The findings are already drawing criticism from some in the scientific community, who indicate that it is well known that fetuses need serotonin during development, and SSRI antidepressants may deny them that. They also point to a number of studies that have linked drugs like Paxil and Zoloft not only to miscarriages, but birth defects and autism as well.
According to one study published in 2010, not only did Paxil and Effexor nearly double the risk of a miscarriage, even after controlling for women with depression, but the study also found a dose-specific response. The higher the dose of the SSRI, the more likely women were to miscarry, researchers from the University of Montreal found.
Those researchers also discovered that women who took a variety of SSRIs instead of just one were also more likely to have a miscarriage.
Another more recent study, published last month in the medical journal Molecular Psychiatry, found that expecting mothers who take antidepressants were more likely to give birth to a child who would later be diagnosed with attention deficit hyperactivity disorder (ADHD).
In April, a study published in the medical journal Pediatrics found that pregnant women who use of a class of antidepressants known as selective serotonin reuptake inhibitors (SSRIs) were three times as likely to give birth to a boy with autism compared to women who do not take the drugs.
Many popular antidepressants have also been linked to a risk of serious health problems for children exposed to the medication before birth, including septal heart defects, skull malformations, neural tube defects, abdominal defects, spina bifida and other serious injuries.

▶ _INFORMATION PROVIDED_

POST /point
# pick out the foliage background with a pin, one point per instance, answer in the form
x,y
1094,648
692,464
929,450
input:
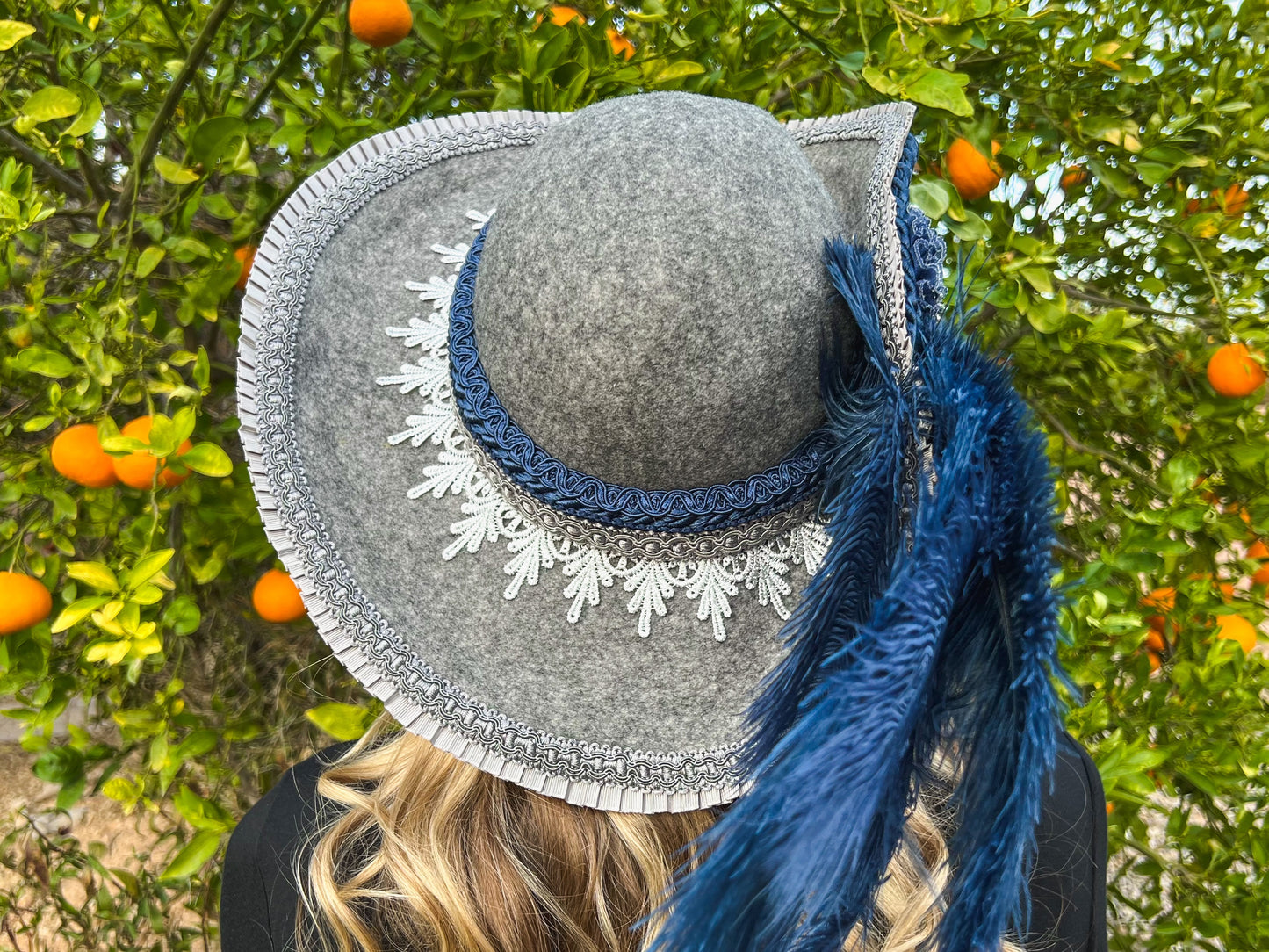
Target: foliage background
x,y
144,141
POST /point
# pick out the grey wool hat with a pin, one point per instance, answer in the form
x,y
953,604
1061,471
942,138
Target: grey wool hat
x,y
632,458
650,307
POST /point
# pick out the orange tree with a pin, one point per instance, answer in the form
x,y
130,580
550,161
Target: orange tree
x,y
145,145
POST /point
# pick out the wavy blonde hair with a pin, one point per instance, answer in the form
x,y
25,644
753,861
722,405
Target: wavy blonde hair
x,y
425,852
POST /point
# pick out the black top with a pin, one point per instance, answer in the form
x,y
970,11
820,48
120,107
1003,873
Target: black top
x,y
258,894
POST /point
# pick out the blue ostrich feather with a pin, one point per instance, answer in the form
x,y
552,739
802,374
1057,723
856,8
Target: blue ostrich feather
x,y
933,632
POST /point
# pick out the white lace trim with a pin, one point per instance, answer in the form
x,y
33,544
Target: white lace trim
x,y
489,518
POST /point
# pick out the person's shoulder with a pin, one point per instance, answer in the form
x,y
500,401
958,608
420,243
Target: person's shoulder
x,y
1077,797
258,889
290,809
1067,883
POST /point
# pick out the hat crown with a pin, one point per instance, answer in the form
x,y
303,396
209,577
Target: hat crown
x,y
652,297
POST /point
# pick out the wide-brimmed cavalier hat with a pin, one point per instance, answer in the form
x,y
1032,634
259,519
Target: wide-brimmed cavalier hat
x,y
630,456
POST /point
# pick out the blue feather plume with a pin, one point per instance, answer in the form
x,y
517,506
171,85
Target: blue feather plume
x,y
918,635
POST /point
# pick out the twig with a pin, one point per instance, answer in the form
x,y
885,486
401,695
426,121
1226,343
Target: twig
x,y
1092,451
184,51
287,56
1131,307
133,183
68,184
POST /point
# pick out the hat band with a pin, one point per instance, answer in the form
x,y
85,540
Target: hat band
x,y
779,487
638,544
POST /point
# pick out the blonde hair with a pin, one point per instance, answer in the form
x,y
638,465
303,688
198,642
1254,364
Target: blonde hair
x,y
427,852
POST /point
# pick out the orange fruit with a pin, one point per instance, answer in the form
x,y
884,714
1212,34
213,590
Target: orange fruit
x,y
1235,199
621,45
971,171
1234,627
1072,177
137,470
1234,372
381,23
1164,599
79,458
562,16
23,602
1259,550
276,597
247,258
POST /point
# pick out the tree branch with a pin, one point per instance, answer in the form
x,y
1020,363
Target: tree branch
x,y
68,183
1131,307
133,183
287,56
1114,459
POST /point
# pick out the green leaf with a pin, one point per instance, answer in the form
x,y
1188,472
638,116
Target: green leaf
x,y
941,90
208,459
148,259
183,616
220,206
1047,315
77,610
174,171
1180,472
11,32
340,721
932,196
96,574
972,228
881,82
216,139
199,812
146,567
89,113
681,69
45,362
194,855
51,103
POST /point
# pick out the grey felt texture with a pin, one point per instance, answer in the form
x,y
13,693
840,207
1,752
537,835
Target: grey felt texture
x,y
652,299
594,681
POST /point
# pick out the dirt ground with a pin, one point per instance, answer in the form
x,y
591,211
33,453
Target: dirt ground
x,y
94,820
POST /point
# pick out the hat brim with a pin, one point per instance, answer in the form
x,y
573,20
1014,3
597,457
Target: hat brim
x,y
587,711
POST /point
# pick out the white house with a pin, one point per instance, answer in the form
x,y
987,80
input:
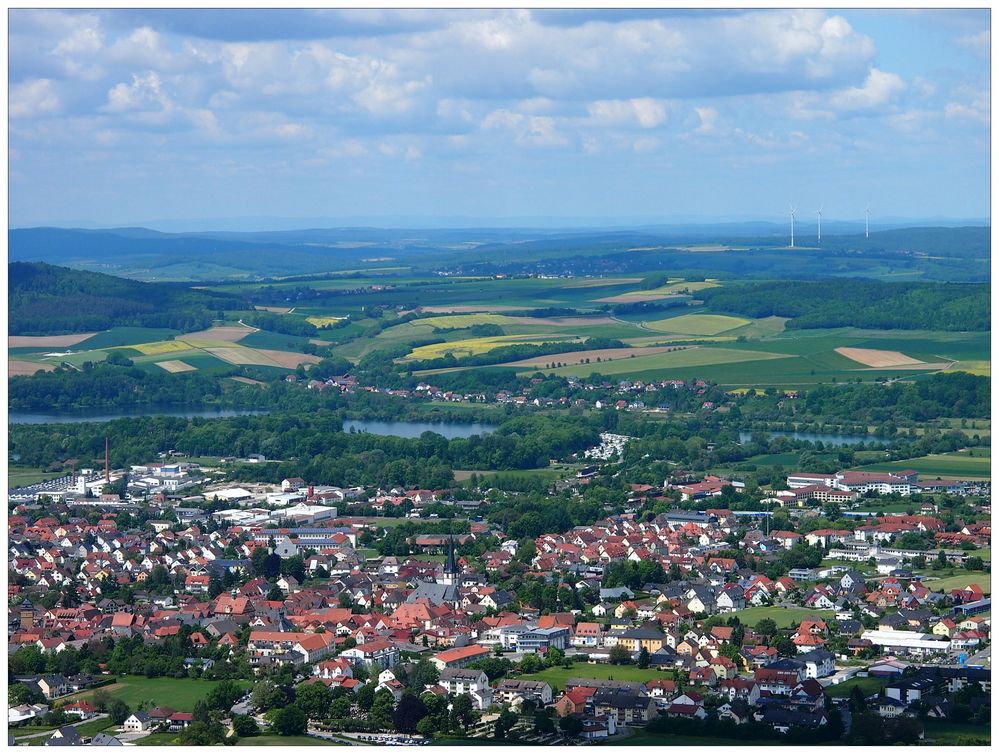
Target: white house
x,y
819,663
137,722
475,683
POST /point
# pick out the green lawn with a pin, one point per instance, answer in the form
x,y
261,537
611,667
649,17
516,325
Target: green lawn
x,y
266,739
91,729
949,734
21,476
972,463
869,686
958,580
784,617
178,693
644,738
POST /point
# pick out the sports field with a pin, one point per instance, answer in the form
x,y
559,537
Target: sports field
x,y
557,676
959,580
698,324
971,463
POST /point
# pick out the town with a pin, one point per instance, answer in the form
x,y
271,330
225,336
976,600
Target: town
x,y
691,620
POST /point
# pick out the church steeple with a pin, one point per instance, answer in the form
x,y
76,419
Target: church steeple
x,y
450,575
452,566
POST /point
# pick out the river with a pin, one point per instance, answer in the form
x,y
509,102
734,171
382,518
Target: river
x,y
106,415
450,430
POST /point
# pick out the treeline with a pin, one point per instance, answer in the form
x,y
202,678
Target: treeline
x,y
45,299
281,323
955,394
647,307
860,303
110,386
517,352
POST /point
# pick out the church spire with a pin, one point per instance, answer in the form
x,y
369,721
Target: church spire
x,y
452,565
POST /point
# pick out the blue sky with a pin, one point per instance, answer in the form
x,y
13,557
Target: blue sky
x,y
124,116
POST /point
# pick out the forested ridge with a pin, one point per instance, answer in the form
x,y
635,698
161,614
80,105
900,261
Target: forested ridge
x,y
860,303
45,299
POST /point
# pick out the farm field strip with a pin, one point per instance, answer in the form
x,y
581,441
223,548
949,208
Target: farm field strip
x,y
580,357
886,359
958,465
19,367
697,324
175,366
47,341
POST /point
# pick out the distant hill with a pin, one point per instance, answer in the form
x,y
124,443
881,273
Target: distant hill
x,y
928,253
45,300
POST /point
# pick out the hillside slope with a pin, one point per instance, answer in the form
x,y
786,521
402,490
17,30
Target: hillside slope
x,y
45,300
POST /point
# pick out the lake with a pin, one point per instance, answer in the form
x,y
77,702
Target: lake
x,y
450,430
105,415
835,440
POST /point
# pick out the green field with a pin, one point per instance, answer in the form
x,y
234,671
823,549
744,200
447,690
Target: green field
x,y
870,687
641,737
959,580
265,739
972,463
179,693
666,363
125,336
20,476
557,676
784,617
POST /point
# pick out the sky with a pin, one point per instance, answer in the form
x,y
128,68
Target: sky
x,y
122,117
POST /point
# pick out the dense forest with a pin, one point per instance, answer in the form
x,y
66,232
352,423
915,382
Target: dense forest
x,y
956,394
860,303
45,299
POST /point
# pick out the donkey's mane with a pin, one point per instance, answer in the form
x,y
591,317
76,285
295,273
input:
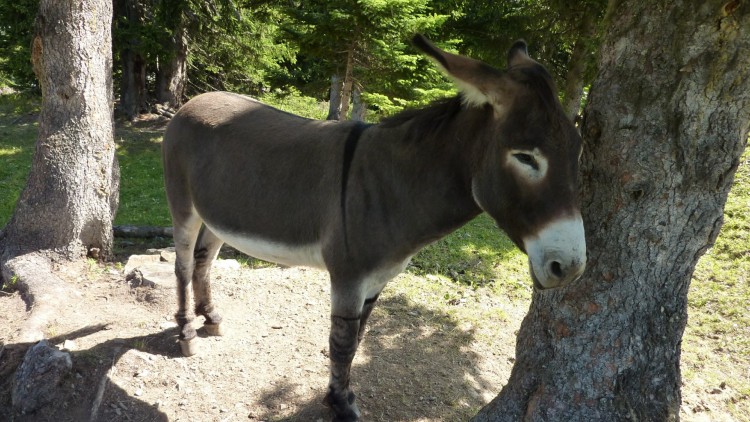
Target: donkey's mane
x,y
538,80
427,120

---

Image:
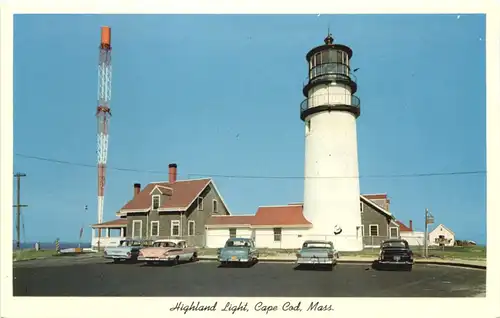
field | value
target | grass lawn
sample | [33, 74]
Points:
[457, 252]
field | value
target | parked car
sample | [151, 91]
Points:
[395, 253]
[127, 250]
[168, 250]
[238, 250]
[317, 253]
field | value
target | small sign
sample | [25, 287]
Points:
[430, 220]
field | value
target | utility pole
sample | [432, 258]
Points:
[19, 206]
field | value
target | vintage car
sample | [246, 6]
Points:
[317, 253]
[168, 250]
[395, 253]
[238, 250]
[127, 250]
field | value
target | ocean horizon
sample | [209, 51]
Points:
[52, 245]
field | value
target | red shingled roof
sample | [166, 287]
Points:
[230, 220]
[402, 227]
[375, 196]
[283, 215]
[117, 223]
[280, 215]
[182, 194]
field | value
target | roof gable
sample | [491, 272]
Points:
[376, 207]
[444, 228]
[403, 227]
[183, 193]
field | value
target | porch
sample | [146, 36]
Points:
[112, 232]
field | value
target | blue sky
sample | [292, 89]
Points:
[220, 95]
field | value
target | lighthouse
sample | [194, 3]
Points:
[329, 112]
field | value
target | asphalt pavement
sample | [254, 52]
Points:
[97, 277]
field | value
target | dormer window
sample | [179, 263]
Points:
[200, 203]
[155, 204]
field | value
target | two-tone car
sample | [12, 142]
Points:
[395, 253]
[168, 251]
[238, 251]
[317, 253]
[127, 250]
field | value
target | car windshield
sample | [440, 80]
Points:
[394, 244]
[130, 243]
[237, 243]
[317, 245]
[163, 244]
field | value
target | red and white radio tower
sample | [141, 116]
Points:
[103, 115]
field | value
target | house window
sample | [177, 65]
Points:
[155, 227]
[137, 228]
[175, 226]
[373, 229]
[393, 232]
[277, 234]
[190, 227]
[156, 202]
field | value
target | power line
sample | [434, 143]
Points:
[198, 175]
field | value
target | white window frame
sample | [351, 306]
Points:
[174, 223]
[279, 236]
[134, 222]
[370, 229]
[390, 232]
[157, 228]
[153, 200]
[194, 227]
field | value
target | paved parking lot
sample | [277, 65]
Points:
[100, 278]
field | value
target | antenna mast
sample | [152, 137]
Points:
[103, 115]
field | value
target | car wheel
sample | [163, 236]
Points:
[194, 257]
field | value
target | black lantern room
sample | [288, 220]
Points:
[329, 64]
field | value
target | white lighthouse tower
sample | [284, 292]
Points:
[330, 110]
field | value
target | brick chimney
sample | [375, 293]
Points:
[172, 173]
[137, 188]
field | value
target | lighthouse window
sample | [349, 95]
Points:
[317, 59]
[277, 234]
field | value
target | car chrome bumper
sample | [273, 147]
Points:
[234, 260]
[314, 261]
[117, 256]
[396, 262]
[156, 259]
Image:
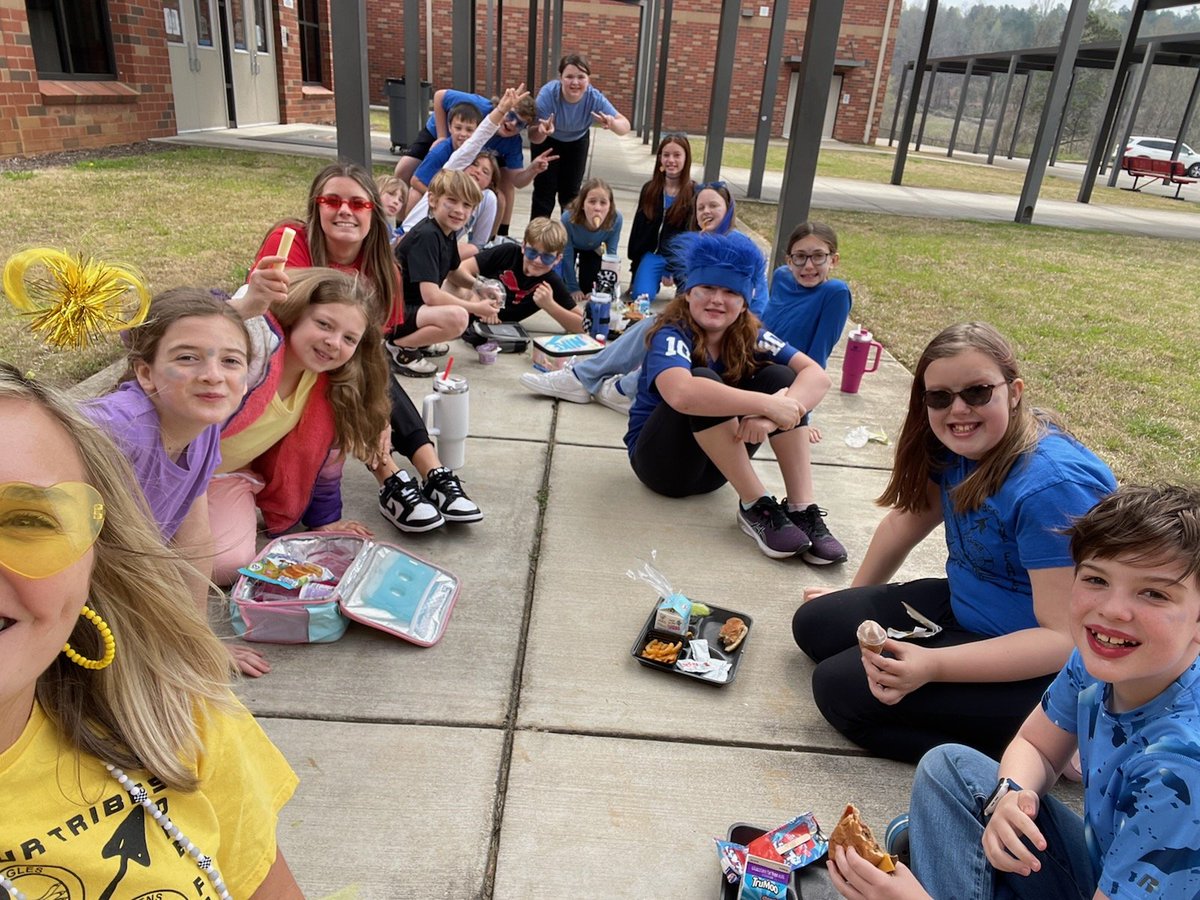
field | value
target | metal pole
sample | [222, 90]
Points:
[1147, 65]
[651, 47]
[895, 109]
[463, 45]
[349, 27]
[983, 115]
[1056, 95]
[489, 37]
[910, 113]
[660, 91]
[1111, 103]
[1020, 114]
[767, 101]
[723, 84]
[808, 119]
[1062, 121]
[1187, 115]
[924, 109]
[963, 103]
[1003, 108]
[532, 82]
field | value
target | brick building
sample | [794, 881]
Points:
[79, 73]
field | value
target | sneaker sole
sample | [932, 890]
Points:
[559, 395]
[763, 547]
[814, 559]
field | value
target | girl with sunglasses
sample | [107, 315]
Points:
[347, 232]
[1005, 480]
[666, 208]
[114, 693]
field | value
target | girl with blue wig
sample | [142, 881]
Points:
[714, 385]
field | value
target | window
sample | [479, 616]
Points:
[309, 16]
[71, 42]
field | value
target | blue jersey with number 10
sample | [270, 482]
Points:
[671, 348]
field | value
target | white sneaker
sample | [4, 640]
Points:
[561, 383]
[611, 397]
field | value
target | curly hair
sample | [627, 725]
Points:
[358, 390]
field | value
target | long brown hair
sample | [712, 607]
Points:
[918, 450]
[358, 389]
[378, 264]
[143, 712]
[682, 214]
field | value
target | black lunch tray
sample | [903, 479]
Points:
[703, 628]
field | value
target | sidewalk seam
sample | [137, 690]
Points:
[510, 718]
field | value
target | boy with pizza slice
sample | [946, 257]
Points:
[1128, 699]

▶ _WHAT THIS EXERCISE ASKS_
1 – According to the text on antidepressants in pregnancy, which medical journal published the study linking antidepressant use by expecting mothers to later ADHD diagnoses in their children?
2 – From the text on antidepressants in pregnancy, copy word for word the part starting with "Many popular antidepressants" and going on through "other serious injuries.".
3 – Continue the text on antidepressants in pregnancy, picking up after its final sentence.

▶ _ANSWERS TO THE PROBLEMS_
1 – Molecular Psychiatry.

2 –
Many popular antidepressants have also been linked to a risk of serious health problems for children exposed to the medication before birth, including septal heart defects, skull malformations, neural tube defects, abdominal defects, spina bifida and other serious injuries.

3 –
Recent studies have also found that antidepressant use in pregnancy may increase the risk of seizure problems and delay of infant development milestones, such as sitting and walking are affected by antidepressant use during pregnancy.
Pregnancy antidepressant use may also been linked to an increased risk of persistent pulmonary hypertension in newborns (PPHN), which is a serious respiratory disorder that may cause insufficient blood flow to the lungs, leading to serious and potentially life-threatening problems.
In recent years, a growing number of Zoloft lawsuits and Paxil lawsuits have been filed in courts throughout the United States on behalf of children born with defects and malformations after exposure to the medication during pregnancy. The complaints allege that the manufacturers of the medications failed to adequately research the risks associated with use of the antidepressant in pregnancy, or provide proper warnings to women about the risk of becoming pregnant while using the medication.